* **Goal**
Set out the records as a numbered list, from the line with "det: rough stone wall" up to and including the line with "109,267 -> 420,280", leaving out any blank lines.

A run of records
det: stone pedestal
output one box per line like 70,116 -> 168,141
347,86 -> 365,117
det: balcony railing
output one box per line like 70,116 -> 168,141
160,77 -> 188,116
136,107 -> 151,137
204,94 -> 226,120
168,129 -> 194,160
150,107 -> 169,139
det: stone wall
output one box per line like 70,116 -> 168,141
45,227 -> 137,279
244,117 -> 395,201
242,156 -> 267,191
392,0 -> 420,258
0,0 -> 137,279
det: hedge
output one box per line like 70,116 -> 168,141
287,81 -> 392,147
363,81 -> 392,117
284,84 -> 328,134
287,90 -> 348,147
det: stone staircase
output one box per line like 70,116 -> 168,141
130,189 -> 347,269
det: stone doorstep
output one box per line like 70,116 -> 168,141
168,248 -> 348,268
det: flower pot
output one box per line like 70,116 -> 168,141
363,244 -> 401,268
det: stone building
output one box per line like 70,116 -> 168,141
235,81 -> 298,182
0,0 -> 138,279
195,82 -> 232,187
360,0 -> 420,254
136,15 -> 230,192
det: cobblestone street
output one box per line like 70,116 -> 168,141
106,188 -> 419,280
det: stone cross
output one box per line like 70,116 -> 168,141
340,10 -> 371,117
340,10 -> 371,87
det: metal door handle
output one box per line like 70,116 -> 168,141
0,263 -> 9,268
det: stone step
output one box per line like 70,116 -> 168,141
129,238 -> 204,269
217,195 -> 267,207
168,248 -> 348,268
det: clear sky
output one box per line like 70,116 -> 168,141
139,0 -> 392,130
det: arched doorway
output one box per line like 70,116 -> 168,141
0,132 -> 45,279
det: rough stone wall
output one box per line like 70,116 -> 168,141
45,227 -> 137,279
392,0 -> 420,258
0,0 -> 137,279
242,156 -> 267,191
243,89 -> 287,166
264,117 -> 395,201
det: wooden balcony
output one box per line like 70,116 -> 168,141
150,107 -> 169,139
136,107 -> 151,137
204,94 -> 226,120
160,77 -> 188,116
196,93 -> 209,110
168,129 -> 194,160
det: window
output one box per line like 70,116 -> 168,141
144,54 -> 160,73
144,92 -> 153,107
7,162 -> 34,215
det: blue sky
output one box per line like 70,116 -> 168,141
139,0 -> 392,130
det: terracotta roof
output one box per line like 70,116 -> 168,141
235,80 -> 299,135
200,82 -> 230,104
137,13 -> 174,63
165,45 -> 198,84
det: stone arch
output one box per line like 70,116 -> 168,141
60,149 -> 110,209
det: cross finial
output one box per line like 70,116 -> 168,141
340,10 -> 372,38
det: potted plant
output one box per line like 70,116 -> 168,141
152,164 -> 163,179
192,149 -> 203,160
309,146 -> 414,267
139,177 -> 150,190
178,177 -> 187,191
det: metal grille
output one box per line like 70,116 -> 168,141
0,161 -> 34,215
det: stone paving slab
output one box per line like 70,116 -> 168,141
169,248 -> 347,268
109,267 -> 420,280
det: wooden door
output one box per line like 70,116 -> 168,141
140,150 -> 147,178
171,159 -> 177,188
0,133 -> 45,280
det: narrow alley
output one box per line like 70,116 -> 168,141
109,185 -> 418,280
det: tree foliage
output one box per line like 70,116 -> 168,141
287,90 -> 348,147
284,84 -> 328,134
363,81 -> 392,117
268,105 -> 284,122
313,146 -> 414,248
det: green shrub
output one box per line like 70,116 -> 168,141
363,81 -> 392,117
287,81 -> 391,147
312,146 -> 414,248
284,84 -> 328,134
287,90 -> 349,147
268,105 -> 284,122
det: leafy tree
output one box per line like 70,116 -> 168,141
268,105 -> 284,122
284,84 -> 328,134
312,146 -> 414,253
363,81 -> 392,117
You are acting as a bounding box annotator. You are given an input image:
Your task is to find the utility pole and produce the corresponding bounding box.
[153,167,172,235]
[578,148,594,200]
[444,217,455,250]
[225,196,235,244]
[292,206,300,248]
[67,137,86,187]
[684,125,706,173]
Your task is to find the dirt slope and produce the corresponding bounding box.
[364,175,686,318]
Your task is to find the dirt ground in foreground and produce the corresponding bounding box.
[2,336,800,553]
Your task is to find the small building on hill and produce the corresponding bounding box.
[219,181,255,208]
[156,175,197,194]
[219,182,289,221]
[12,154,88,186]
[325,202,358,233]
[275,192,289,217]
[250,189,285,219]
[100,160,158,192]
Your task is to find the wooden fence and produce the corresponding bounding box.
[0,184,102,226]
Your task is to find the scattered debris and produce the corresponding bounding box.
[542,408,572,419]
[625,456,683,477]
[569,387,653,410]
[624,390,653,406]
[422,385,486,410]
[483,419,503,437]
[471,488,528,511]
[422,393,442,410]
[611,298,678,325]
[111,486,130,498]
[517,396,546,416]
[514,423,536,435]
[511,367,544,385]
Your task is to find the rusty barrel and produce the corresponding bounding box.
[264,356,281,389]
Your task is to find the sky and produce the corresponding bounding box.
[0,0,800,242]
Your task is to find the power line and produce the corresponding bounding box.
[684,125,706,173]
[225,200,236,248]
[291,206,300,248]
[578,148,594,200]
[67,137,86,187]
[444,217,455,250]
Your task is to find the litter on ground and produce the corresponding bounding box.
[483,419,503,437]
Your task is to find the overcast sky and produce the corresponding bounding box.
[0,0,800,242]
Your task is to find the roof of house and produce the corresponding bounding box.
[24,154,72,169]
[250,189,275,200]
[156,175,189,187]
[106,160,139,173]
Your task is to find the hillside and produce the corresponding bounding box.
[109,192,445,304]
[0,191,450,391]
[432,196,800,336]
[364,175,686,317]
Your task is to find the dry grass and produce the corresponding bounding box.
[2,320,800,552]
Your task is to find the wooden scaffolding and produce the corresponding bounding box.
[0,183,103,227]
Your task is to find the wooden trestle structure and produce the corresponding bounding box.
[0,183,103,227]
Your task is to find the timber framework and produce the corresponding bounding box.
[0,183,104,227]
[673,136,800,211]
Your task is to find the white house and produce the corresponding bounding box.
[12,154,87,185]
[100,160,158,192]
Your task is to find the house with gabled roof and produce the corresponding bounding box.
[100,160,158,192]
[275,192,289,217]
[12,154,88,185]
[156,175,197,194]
---
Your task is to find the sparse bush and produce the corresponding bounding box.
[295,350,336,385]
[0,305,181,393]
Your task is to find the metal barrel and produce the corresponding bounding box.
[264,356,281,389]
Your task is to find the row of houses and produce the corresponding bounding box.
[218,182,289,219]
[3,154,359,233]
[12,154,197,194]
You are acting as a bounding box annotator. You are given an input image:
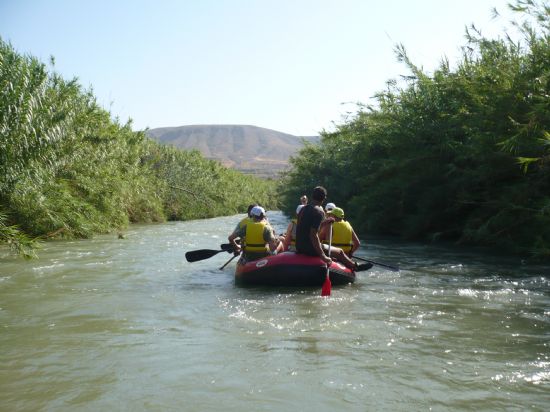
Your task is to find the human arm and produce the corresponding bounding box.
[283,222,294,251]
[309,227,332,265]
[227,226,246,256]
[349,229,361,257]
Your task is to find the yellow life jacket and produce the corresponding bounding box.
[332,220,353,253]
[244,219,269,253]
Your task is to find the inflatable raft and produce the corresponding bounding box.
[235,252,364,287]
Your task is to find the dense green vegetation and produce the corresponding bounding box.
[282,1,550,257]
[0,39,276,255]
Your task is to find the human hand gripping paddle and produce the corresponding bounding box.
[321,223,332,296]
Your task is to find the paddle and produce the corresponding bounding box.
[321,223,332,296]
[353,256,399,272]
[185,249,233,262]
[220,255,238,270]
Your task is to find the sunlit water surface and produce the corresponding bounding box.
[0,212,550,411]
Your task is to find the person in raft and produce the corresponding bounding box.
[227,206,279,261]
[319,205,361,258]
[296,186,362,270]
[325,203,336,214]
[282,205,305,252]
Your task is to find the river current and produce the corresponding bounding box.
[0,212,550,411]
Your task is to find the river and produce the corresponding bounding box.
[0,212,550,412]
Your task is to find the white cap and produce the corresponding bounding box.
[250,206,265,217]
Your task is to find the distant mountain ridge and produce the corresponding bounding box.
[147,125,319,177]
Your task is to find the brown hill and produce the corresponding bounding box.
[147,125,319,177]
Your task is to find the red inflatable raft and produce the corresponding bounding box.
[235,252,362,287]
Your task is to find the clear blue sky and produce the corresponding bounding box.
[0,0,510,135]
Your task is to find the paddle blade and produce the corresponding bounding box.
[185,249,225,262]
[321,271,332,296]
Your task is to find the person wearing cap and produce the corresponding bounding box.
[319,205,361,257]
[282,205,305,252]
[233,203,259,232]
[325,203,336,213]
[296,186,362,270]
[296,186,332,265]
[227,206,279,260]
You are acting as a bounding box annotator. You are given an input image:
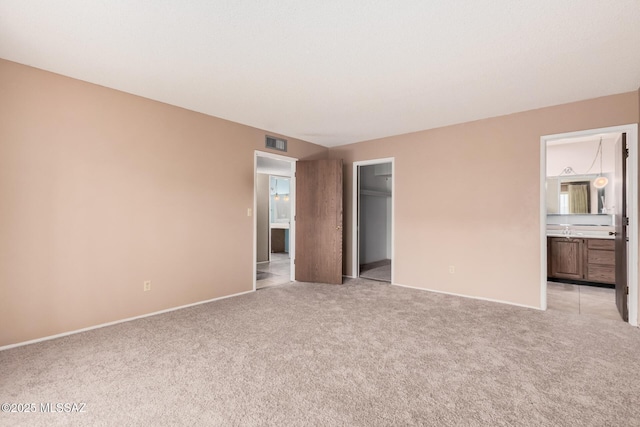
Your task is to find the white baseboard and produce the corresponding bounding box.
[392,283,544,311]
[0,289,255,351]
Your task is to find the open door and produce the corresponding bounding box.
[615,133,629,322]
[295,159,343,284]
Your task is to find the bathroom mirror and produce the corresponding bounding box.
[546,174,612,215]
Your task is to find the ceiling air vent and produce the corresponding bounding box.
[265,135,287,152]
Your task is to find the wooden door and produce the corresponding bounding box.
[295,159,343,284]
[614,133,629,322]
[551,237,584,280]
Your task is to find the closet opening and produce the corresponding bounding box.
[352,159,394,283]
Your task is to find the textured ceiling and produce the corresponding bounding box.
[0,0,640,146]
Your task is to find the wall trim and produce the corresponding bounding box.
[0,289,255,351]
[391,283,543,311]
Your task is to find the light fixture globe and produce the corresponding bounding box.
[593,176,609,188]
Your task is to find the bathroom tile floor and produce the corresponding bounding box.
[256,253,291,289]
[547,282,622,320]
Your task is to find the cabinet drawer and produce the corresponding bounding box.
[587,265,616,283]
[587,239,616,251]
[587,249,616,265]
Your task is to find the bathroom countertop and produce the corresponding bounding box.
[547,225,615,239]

* **Output for this task**
1. det: rough stone wall
2. output one box per line like 70,116 -> 168,141
3. 45,227 -> 137,279
4. 392,0 -> 420,258
5. 0,0 -> 137,279
6. 242,156 -> 267,191
7. 243,89 -> 287,166
8. 264,117 -> 395,201
9. det: wooden balcony
10. output one box per line like 70,116 -> 168,141
11. 150,107 -> 169,139
12. 136,107 -> 151,137
13. 204,94 -> 226,120
14. 160,77 -> 188,116
15. 196,93 -> 209,110
16. 168,129 -> 194,160
17. det: window
18. output one box per line like 70,116 -> 168,141
19. 144,54 -> 160,73
20. 144,92 -> 153,107
21. 7,162 -> 34,215
22. det: blue sky
23. output one box per line like 70,116 -> 168,141
24. 139,0 -> 392,130
25. det: terracotta roof
26. output one box per line like 70,116 -> 168,141
27. 235,80 -> 299,135
28. 200,82 -> 230,104
29. 137,13 -> 174,63
30. 165,45 -> 198,84
31. det: stone arch
32. output one box per line like 70,116 -> 168,141
33. 60,149 -> 110,209
34. det: cross finial
35. output one box per line like 70,116 -> 168,141
36. 340,10 -> 372,38
37. det: potted plant
38. output one box per line like 70,116 -> 168,141
39. 152,164 -> 163,179
40. 192,149 -> 203,160
41. 309,146 -> 414,267
42. 139,177 -> 150,190
43. 178,177 -> 187,191
44. det: metal grille
45. output one box per line like 70,116 -> 168,141
46. 0,161 -> 34,215
47. det: stone paving slab
48. output one box per line like 70,116 -> 168,141
49. 169,248 -> 347,268
50. 109,267 -> 420,280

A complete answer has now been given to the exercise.